## INPUT RECORDS:
^^^^^^^^
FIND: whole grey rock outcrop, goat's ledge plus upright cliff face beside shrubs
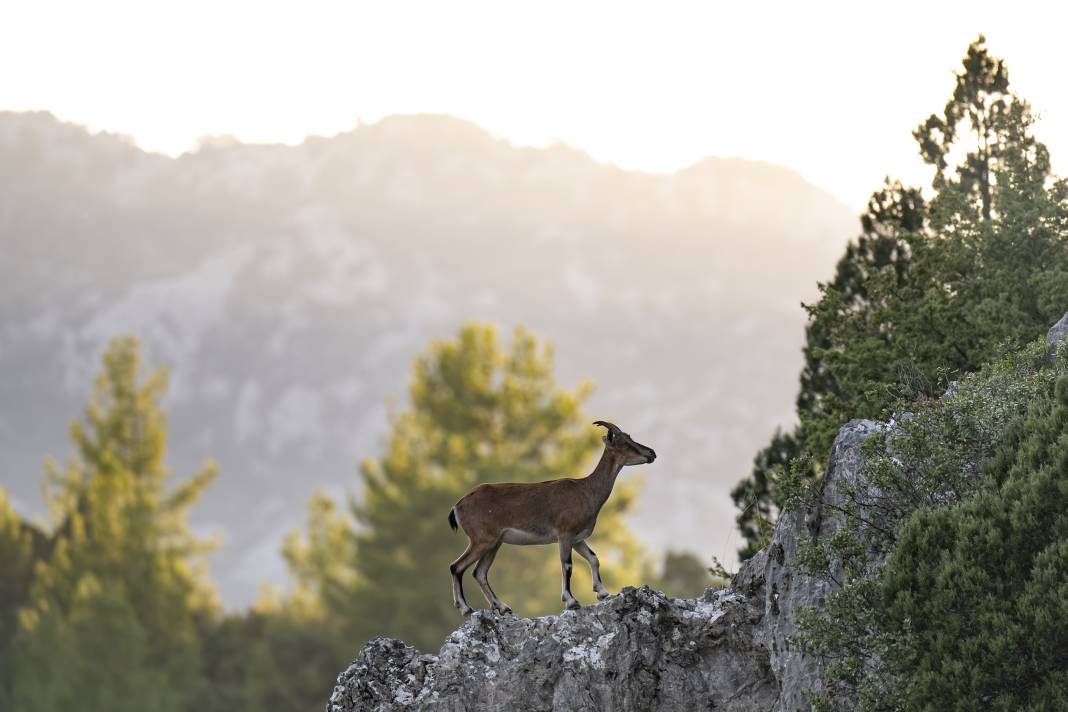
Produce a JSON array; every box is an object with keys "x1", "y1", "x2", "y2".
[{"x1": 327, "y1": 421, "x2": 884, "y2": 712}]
^^^^^^^^
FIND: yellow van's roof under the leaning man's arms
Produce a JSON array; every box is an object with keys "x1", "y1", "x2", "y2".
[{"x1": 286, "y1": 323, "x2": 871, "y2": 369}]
^^^^^^^^
Going through the entries above, count the lines that have the word "FIND" and state that count alone.

2